_Document section_.
'''
The mission has been the same since the beginning: customer satisfaction. In fact, that is how Mission Auto Sales in Miami got its name and what it says on their website and business cards: “Mission Auto Sales—where our mission is your satisfaction.”

Ferdinand “Freddy” Fertil and Amory Charles started the dealership in 2000 with just ten cars in a warehouse. The co-founders grew up in the same village in Haiti and were on the same page when they went into business together, opening a buy here-pay here car dealership that would also be a welcoming place for the undeserved Haitian community in South Florida. Greeting customers in Creole with a “bonjou” or “bonswa,” and offering snacks like Haitian patties and watermelon soda continue to be the little ways Mission Auto Sales let customers know they are part of the family.

Amory and Ferdinand’s sons became owners in the dealership in 2020 to keep the legacy going and growing. Lecoeur Charles, Amory’s son, and Marcus Fertil, Freddy’s son, had grown up at Mission Auto Sales and as teenagers started detailing cars and doing mechanical grunt work. As they grew older and their responsibilities increased, they both knew they wanted to be a part of the dealership in a permanent way.

“My father and his business partner, who I call my uncle, always prided themselves in keeping the dealership as a family-oriented environment,” Lecoeur said. “I just enjoyed watching the customer interaction, watching the sales-tactics that my father does. I would literally watch my dad go out, sell the car to the customer, bring the customer in, have the secretary do the paperwork and tell his business partner, ‘hey this is being delivered,’ and then in the back-end making sure they reinspect the car, check the car, and as a child I just watched that transpire to the customer walking out saying, ‘oh, you guys are ready for me?’ They would say, ‘yeah, here’s the key.’ I always loved it, I just loved it.”
'''
_Box-labeled dataset extracts_.
'''
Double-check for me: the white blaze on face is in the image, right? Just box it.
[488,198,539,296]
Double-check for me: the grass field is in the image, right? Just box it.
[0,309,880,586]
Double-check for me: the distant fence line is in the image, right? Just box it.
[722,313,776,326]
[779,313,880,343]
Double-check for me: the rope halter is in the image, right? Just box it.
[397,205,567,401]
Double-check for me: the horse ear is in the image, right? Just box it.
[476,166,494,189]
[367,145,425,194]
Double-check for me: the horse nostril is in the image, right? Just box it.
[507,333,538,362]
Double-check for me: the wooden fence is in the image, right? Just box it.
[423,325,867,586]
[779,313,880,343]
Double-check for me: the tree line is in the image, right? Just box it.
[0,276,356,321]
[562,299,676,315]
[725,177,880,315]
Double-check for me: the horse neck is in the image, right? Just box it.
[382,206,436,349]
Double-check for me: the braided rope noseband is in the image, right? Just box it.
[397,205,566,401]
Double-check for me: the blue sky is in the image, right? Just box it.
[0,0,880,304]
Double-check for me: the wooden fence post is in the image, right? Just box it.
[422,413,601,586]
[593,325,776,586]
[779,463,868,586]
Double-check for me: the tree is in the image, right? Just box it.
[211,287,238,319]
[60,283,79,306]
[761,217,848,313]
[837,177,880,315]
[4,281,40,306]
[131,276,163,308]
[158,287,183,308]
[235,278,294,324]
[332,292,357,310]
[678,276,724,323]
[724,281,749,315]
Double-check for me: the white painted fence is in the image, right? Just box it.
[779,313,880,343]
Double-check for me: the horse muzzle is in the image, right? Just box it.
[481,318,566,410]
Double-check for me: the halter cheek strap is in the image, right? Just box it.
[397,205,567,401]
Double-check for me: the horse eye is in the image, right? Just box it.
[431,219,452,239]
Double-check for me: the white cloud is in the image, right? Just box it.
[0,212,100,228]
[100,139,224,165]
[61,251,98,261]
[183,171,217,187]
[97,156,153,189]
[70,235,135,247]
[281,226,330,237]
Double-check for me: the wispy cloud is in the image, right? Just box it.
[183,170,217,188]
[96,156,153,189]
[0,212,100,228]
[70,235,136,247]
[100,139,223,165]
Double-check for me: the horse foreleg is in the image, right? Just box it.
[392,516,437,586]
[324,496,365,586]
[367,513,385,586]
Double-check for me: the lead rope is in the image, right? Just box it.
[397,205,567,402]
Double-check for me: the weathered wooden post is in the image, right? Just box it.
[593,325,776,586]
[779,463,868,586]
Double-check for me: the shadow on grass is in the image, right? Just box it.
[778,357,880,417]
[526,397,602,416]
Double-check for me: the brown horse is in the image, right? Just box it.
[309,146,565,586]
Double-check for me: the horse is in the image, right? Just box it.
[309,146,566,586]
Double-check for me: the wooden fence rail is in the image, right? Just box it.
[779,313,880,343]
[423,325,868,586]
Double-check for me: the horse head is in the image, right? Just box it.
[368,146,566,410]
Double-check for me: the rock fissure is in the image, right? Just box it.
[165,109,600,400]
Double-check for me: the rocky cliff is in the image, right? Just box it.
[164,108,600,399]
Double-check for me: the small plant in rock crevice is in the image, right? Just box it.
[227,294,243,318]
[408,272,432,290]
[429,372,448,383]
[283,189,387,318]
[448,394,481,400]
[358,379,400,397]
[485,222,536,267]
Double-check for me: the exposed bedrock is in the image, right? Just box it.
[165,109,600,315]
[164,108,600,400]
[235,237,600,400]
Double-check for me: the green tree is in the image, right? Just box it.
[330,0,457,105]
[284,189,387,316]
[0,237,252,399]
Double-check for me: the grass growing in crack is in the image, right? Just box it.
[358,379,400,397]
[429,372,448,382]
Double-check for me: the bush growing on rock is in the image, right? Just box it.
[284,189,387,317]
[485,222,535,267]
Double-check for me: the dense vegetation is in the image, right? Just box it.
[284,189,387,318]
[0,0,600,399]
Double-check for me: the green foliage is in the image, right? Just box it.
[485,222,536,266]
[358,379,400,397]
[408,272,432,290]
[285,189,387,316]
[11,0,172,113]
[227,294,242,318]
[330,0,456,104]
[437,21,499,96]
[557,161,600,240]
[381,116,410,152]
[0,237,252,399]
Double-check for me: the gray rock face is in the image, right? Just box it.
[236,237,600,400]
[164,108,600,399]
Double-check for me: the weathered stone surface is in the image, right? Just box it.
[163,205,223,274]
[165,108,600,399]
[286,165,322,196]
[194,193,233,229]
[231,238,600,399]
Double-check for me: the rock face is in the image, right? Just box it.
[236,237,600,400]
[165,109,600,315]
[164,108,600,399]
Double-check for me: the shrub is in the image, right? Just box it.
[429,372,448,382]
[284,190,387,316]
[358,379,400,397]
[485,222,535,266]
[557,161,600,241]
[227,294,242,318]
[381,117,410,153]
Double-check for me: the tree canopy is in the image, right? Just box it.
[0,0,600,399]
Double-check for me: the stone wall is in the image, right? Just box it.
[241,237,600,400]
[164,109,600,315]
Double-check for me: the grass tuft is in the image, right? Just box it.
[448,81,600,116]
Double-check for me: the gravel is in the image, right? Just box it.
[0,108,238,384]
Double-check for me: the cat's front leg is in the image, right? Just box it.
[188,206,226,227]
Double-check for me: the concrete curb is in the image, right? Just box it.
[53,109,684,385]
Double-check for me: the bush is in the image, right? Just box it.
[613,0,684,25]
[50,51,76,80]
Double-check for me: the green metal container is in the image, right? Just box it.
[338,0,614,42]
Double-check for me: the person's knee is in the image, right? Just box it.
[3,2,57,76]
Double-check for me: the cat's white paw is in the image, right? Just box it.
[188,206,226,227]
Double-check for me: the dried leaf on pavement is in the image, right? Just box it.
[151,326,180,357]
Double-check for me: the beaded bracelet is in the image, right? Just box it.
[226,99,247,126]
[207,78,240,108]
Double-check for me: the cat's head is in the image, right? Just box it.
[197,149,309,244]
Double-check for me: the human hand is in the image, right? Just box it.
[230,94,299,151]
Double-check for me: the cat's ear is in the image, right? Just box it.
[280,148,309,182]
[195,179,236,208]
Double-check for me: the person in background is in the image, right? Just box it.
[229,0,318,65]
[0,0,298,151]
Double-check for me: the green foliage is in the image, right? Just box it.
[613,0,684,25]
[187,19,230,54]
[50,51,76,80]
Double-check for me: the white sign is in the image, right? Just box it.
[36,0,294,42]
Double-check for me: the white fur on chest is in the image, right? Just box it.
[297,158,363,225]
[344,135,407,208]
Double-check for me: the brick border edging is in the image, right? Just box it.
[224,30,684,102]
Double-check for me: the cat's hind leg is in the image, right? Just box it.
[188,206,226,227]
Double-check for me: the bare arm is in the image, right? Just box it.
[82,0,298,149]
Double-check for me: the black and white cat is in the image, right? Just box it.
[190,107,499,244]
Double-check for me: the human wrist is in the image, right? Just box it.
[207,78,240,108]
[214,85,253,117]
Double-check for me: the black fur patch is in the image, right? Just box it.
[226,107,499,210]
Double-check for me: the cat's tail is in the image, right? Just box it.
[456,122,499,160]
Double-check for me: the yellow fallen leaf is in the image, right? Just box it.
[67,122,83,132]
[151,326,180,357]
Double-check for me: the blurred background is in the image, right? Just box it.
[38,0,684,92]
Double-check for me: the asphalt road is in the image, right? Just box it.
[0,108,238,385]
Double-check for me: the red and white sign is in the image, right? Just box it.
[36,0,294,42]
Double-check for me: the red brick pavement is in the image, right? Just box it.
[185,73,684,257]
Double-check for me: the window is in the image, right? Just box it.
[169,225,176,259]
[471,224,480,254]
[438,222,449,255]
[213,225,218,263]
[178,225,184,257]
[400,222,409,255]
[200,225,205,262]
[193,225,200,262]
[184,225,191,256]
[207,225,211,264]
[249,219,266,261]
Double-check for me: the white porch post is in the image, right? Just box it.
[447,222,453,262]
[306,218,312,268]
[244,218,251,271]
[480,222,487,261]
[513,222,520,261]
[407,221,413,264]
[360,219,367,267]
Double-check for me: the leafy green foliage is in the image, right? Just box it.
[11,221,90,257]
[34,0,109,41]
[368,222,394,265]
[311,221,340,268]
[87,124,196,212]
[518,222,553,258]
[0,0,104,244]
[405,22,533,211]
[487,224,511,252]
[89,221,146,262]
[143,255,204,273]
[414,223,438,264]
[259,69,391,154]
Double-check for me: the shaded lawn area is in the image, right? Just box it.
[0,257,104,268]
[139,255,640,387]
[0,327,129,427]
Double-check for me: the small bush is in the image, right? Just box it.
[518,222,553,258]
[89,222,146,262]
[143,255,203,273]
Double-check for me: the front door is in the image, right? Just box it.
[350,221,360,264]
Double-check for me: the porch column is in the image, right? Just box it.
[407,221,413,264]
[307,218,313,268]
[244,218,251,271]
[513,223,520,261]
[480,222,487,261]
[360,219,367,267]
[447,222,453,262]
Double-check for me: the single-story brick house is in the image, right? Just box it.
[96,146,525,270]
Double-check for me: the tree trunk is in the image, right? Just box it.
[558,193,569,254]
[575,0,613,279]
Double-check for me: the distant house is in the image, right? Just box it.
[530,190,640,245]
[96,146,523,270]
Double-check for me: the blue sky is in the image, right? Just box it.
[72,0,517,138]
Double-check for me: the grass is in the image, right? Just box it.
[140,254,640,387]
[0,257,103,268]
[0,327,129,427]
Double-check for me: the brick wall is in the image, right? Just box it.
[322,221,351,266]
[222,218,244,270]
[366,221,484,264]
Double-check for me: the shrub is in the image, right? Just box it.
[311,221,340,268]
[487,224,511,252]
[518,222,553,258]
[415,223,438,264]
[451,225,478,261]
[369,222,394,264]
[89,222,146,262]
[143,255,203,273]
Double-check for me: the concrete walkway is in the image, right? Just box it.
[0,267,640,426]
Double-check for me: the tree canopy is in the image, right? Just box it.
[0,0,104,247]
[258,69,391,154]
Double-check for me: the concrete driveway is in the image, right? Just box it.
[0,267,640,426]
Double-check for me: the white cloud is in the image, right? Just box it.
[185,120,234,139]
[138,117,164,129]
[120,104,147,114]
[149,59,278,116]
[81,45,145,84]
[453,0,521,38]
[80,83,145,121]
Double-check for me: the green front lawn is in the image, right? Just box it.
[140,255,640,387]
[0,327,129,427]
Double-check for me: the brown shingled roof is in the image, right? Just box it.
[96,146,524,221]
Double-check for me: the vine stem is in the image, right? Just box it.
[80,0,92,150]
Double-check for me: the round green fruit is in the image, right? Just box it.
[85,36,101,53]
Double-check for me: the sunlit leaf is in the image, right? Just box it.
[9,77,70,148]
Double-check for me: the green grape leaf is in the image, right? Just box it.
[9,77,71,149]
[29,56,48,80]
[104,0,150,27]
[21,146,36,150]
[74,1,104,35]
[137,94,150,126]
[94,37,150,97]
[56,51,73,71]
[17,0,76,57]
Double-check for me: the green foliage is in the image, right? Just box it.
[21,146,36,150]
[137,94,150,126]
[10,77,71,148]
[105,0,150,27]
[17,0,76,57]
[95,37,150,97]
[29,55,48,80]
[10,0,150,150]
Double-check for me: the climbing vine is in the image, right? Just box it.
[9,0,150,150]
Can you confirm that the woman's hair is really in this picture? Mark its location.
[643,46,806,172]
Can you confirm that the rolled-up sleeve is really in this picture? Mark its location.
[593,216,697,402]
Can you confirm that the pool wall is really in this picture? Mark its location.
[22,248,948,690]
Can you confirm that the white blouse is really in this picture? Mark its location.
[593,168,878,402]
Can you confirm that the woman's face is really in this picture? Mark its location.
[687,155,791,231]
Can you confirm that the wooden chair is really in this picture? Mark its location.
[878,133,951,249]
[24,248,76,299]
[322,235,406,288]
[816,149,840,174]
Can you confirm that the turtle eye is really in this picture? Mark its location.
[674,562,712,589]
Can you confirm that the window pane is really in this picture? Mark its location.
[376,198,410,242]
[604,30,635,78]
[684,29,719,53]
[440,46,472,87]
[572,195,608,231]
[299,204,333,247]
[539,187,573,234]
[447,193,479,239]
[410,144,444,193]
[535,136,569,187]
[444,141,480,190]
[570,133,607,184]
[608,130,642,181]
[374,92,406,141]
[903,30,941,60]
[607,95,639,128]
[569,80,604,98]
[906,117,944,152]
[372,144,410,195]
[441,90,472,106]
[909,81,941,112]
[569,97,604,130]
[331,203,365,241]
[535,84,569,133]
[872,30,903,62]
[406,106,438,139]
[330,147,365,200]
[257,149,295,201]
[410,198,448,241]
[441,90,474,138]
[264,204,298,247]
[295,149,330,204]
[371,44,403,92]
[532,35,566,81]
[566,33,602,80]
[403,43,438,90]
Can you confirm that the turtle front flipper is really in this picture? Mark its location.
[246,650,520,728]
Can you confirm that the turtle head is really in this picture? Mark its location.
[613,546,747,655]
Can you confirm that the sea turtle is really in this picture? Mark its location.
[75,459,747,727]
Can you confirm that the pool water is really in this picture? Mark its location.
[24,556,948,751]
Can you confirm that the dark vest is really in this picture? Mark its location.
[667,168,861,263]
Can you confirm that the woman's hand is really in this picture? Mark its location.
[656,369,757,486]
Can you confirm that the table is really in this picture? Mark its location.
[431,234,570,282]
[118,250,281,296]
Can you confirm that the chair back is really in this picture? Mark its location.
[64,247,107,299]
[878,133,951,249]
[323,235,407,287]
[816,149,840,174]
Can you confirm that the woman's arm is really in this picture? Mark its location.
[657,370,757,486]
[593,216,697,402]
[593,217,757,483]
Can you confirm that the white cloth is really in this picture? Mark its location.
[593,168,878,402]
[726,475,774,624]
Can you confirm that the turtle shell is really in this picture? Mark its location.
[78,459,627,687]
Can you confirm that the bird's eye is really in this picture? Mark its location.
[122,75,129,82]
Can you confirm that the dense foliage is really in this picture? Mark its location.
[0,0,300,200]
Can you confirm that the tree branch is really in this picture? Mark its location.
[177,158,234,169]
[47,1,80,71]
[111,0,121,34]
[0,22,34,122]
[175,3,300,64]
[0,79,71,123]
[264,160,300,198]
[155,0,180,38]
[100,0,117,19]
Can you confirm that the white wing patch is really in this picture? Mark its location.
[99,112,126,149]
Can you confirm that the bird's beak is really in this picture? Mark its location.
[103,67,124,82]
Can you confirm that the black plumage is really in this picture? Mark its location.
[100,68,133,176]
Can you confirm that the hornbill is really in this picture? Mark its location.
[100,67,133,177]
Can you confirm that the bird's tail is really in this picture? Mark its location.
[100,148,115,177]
'''
_Problem description_. From the Mission Auto Sales piece above, write out word for word the passage that opens with the words containing "Amory and Ferdinand’s" and closes with "a permanent way.".

_Written solution_.
Amory and Ferdinand’s sons became owners in the dealership in 2020 to keep the legacy going and growing. Lecoeur Charles, Amory’s son, and Marcus Fertil, Freddy’s son, had grown up at Mission Auto Sales and as teenagers started detailing cars and doing mechanical grunt work. As they grew older and their responsibilities increased, they both knew they wanted to be a part of the dealership in a permanent way.